◆ Task details
Collect every line of the material below that contains the word "white".

◆ The records
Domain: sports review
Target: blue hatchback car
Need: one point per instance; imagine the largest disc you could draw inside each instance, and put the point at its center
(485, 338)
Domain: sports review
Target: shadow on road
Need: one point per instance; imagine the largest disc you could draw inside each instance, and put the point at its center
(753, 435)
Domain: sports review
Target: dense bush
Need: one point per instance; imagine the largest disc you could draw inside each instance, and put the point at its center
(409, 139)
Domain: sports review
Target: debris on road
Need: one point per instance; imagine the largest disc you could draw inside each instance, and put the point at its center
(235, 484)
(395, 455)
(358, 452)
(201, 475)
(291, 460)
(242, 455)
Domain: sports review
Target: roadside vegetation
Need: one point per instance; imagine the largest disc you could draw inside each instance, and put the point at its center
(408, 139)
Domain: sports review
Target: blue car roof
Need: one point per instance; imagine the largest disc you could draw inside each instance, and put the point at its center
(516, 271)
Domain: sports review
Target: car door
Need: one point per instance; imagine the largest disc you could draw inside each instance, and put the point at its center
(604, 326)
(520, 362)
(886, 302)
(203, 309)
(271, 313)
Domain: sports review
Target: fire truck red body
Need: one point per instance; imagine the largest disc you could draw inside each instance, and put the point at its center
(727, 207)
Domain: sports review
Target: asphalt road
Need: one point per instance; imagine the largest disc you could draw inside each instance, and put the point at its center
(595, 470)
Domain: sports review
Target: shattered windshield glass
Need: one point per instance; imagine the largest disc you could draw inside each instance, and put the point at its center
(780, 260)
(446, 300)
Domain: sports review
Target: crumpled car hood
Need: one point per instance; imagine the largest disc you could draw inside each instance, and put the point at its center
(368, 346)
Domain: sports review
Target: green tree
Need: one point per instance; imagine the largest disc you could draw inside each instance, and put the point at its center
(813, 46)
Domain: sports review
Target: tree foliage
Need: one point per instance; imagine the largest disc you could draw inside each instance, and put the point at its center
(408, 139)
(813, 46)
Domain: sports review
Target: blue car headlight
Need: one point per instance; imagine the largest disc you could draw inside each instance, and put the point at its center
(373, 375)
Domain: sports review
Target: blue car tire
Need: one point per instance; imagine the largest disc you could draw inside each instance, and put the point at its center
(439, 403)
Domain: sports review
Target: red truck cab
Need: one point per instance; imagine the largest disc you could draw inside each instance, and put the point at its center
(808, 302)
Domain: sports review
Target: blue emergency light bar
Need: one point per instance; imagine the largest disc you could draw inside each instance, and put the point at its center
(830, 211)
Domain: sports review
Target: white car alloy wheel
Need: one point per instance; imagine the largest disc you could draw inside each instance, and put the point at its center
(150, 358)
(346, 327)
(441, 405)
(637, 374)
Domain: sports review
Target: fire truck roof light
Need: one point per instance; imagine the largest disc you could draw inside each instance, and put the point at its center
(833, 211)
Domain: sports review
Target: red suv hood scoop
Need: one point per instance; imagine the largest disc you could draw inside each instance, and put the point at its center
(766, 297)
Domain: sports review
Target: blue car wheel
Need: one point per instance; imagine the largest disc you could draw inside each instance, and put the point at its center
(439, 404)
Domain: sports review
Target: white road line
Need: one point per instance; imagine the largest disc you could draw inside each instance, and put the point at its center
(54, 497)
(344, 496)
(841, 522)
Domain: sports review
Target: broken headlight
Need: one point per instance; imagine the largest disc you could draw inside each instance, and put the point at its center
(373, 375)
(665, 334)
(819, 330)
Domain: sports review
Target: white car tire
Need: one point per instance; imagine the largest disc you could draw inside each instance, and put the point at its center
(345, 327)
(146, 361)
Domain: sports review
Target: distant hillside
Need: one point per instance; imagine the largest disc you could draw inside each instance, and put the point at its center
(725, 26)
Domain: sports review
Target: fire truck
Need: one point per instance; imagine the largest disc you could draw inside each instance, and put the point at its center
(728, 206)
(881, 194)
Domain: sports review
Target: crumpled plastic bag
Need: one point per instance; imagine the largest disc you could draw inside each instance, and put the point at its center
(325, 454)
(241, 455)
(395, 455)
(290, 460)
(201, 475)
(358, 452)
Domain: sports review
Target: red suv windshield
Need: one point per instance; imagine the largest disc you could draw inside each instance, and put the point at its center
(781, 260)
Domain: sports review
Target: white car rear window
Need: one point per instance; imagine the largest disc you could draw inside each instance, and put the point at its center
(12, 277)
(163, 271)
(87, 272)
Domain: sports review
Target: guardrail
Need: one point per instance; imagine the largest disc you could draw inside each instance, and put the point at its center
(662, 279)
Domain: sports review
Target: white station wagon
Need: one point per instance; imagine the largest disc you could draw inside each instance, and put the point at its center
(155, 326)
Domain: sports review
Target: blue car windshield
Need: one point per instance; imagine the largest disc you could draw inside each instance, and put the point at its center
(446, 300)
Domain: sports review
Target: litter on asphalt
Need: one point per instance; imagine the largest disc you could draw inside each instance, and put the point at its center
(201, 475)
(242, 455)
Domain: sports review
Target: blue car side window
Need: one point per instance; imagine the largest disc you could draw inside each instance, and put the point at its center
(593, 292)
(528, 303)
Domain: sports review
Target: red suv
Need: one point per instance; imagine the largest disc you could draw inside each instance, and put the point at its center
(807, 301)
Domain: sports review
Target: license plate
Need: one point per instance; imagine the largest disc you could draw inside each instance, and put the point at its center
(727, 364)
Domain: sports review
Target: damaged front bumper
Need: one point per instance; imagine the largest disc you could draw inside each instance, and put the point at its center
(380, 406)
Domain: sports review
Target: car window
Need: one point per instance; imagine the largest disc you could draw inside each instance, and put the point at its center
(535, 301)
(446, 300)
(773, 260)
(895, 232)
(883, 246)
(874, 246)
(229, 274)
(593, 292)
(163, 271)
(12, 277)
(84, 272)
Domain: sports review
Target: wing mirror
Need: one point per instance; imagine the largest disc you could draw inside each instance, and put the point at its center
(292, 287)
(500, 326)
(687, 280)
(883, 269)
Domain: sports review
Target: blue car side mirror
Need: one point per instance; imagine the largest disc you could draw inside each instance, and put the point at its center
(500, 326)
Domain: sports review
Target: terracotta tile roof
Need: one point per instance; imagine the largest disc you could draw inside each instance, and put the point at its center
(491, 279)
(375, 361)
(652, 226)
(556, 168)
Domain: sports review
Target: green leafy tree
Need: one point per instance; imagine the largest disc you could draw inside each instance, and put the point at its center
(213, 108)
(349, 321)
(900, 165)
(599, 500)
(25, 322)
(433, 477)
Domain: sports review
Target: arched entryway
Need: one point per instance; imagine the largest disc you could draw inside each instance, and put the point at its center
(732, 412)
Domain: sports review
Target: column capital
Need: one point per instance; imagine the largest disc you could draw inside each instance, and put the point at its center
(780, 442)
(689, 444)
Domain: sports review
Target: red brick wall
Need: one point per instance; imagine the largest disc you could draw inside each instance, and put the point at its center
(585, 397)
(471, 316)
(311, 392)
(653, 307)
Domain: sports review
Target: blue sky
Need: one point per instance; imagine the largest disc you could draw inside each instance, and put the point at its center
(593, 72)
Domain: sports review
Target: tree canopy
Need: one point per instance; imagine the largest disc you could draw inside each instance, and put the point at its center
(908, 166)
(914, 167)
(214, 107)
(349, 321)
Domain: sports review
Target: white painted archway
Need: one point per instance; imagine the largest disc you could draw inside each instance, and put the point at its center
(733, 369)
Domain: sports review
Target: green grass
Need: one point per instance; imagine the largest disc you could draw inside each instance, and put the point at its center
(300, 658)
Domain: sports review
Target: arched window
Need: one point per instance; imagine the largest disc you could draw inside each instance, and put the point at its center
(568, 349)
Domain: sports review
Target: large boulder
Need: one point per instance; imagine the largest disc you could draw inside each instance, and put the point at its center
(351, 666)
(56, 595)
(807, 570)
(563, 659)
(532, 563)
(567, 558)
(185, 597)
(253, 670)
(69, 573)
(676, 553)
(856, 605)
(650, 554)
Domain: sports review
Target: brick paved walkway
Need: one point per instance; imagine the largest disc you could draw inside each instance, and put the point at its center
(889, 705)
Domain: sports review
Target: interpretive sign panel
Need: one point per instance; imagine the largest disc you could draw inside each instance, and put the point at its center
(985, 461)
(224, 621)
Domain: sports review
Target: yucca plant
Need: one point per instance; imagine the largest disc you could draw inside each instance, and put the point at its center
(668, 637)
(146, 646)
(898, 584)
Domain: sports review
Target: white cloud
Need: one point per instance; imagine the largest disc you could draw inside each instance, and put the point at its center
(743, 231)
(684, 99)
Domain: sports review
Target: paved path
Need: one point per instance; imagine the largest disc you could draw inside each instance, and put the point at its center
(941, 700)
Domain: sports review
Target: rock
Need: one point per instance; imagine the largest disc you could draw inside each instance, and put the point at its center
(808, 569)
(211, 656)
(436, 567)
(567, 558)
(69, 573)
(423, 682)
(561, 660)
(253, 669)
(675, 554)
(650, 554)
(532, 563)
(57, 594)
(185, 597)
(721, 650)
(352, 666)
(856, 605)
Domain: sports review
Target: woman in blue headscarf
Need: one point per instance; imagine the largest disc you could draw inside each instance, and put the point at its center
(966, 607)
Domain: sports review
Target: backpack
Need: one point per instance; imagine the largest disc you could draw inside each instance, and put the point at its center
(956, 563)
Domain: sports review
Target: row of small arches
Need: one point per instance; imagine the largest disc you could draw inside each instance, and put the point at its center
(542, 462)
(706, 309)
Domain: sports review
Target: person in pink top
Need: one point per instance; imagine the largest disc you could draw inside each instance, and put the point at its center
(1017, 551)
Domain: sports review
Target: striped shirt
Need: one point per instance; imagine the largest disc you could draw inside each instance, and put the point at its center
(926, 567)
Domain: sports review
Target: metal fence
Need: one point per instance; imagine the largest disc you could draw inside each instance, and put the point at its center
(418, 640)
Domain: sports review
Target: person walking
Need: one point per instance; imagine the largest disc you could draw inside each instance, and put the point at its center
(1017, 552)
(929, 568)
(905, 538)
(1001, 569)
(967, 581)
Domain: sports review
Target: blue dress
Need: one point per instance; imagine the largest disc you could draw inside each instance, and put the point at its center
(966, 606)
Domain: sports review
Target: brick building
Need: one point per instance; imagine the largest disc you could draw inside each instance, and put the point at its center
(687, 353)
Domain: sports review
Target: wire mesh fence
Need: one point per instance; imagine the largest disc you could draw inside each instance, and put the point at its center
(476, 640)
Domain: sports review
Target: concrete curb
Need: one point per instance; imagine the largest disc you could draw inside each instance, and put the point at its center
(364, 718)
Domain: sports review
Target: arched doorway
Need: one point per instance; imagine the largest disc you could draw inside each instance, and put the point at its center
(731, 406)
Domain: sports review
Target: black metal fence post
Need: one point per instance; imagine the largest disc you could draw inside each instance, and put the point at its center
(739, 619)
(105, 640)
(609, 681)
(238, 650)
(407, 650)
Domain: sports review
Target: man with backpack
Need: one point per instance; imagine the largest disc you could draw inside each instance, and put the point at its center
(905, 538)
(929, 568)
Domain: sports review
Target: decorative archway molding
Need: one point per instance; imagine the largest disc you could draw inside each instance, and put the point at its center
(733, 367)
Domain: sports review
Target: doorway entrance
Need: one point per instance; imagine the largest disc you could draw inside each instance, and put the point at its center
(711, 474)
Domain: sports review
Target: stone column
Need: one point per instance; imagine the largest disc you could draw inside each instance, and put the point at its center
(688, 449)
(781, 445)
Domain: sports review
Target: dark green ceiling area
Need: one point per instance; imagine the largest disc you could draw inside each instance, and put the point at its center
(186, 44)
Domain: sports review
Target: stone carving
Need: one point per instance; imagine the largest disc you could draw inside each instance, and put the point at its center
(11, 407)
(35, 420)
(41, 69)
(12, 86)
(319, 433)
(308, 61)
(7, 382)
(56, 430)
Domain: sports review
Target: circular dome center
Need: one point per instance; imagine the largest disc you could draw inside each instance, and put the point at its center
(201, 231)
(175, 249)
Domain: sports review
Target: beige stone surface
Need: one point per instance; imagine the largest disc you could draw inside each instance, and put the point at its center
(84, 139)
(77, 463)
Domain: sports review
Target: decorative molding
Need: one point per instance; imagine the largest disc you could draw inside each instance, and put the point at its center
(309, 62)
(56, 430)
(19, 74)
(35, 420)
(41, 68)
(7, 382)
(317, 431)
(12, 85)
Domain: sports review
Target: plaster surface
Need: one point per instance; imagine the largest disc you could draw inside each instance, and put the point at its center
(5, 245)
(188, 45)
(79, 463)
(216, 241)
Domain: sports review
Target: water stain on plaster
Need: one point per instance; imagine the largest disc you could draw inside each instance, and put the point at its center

◆ Expected output
Target: white car alloy wheel
Target: white road line
Target: white car tire
Target: white car rear window
Target: white station wagon
Target: white painted archway
Target: white cloud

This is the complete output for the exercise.